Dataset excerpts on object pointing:
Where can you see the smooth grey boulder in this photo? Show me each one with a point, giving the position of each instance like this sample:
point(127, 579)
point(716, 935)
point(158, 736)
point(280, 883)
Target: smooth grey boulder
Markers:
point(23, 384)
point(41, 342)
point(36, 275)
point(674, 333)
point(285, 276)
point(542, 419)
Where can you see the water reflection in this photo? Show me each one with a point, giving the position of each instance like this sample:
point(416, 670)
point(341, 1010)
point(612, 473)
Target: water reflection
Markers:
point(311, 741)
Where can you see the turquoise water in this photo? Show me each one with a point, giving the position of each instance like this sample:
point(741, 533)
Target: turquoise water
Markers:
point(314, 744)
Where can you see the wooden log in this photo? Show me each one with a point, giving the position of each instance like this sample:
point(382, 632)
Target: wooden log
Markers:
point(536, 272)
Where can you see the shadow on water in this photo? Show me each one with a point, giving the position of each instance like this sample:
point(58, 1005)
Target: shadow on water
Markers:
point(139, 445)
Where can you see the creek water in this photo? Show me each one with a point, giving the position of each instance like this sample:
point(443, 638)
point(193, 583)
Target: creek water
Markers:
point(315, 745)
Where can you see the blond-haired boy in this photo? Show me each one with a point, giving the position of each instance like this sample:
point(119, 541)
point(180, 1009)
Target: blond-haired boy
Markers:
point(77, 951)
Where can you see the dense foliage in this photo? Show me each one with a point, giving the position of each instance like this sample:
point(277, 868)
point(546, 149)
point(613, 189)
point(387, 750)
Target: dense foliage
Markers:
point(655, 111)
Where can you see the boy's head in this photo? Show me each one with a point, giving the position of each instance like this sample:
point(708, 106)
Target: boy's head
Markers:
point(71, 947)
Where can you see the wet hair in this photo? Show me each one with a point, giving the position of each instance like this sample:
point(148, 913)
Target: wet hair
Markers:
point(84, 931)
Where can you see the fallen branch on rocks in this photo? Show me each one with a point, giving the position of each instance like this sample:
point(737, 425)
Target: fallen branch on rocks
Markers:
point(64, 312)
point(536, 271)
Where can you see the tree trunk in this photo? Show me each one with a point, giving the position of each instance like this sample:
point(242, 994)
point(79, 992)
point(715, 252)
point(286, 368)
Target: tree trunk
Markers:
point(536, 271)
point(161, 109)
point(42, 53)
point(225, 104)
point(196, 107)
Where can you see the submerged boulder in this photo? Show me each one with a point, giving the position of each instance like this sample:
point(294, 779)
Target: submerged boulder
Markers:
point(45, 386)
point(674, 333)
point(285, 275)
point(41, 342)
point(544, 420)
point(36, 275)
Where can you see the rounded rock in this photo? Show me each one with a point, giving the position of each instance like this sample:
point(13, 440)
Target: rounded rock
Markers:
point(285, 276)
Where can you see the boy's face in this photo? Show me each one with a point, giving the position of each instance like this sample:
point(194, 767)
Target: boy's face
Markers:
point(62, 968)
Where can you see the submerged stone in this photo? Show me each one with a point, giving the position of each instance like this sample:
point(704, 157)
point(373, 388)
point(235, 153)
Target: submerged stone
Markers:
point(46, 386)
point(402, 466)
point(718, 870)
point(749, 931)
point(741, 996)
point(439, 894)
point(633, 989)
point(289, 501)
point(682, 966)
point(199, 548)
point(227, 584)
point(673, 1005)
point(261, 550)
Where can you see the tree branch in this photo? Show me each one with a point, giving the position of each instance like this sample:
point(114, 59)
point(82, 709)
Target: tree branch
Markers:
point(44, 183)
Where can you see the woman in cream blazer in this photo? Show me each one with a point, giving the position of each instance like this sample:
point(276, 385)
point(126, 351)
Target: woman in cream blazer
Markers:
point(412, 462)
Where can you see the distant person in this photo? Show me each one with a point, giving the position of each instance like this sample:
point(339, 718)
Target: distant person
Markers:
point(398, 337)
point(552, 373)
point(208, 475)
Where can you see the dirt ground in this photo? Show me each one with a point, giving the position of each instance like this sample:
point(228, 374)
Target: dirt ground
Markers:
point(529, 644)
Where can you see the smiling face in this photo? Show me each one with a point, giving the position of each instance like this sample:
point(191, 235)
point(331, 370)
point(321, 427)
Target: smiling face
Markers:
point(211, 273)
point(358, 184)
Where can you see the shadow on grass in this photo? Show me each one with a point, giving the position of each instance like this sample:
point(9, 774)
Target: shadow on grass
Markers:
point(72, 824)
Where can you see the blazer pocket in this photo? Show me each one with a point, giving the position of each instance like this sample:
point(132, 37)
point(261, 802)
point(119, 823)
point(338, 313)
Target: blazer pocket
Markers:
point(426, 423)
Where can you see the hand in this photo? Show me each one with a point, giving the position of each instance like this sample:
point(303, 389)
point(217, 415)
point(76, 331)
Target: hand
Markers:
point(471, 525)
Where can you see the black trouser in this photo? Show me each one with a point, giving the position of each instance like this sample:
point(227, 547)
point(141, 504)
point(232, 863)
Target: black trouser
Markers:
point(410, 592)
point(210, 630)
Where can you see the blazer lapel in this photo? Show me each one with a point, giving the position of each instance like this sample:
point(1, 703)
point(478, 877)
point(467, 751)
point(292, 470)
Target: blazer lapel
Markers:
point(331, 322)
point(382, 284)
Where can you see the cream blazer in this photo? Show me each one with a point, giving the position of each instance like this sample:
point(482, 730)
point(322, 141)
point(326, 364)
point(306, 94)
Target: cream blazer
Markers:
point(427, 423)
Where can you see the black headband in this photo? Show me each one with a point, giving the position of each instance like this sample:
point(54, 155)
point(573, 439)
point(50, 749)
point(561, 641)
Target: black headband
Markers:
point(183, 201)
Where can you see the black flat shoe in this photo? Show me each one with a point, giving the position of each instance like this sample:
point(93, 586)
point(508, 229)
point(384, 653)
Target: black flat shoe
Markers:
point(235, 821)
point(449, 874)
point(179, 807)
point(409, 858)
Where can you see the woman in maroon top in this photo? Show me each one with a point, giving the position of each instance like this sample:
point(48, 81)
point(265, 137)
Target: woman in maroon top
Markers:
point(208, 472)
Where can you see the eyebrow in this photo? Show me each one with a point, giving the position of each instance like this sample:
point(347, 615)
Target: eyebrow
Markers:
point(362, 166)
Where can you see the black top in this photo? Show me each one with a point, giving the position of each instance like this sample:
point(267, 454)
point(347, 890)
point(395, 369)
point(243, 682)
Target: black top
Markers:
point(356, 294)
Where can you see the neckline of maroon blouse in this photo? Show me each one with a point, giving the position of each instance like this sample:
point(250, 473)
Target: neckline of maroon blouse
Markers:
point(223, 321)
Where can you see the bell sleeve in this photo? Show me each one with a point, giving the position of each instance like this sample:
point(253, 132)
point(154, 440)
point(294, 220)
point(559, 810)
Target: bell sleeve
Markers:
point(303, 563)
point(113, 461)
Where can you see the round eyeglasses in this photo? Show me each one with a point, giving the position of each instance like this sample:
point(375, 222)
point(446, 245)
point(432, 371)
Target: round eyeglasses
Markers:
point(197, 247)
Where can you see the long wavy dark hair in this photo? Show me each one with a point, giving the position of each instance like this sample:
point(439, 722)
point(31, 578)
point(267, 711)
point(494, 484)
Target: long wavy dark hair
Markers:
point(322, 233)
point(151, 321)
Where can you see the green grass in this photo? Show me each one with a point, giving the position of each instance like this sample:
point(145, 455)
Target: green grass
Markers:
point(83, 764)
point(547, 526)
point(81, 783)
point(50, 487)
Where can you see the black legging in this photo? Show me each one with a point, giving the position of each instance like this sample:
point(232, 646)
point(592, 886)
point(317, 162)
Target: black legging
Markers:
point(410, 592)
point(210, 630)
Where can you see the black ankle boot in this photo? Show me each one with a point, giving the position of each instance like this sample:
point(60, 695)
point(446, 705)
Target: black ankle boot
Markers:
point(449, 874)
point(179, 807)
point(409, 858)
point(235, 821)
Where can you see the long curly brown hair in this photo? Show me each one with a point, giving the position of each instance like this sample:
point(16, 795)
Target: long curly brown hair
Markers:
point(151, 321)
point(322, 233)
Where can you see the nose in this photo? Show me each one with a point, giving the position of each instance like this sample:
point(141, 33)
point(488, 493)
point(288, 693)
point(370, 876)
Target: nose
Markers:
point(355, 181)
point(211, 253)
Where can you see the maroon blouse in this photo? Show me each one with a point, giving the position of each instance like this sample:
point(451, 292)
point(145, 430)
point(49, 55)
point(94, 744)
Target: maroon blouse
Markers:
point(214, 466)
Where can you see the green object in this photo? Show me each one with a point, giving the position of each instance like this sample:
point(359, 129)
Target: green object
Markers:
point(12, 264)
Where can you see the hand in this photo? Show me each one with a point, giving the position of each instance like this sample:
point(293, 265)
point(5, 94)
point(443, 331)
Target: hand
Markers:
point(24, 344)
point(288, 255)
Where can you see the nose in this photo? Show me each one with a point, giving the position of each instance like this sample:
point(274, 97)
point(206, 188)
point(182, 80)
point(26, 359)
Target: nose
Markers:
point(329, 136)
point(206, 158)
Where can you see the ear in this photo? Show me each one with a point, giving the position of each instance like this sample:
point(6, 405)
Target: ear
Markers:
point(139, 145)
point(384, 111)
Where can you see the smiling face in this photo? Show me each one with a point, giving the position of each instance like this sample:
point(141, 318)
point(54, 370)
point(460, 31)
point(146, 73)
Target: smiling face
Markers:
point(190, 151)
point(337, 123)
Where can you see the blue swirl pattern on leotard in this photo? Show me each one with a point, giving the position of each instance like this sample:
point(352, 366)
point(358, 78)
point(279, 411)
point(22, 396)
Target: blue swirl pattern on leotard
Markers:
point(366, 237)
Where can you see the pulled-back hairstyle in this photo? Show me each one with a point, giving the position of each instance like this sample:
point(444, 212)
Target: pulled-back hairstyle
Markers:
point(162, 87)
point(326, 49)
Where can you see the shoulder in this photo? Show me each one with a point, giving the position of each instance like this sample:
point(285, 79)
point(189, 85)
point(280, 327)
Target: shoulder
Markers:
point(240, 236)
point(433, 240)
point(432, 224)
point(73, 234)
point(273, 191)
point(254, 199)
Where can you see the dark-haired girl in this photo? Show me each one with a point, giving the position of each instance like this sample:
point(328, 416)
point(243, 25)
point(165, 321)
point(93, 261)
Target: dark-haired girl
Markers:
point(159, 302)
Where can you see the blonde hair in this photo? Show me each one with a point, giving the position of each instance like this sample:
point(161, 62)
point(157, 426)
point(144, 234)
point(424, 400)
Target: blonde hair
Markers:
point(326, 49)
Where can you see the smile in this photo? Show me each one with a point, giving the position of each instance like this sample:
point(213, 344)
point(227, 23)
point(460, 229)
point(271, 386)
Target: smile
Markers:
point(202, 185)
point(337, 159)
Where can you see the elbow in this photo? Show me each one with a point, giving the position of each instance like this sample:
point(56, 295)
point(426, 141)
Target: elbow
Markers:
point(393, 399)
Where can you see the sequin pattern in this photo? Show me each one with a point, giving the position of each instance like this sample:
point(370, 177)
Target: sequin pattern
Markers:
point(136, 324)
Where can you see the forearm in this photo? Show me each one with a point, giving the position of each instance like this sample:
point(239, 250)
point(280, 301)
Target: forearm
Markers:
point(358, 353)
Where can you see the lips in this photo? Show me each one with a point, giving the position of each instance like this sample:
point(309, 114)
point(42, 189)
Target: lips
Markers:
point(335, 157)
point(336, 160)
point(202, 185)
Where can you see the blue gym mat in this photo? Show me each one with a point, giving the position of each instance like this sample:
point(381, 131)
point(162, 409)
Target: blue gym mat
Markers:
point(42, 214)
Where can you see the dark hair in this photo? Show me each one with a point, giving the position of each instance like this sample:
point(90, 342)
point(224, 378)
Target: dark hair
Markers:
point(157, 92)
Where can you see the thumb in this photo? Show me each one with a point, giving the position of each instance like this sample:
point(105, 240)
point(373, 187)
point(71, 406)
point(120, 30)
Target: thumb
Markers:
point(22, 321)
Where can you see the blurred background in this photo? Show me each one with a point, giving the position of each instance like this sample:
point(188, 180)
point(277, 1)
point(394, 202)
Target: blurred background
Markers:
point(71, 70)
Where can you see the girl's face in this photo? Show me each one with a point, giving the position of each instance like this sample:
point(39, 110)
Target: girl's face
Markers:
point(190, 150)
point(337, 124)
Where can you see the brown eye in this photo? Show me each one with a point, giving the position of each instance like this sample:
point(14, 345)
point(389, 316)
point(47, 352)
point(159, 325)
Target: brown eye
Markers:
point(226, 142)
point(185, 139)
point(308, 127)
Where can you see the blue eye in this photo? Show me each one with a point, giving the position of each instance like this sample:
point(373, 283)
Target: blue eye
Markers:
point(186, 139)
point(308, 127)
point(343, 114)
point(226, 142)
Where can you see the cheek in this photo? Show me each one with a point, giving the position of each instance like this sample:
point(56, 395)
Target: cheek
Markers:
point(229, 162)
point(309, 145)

| To do |
Write out the records again from the first line through the line with "point(542, 419)", requests included, multiplying each coordinate in the answer points by 1.7 and rounding to whole numbers, with halves rounded up. Leave the sample points in the requests unchanged.

| Answer to this problem |
Where can you see the smooth grey boulder in this photo? Show me each one with a point, giving the position of each instance like this sample:
point(127, 579)
point(716, 935)
point(158, 736)
point(280, 883)
Target: smooth grey boulder
Markers:
point(39, 653)
point(70, 581)
point(61, 468)
point(1146, 566)
point(485, 469)
point(921, 712)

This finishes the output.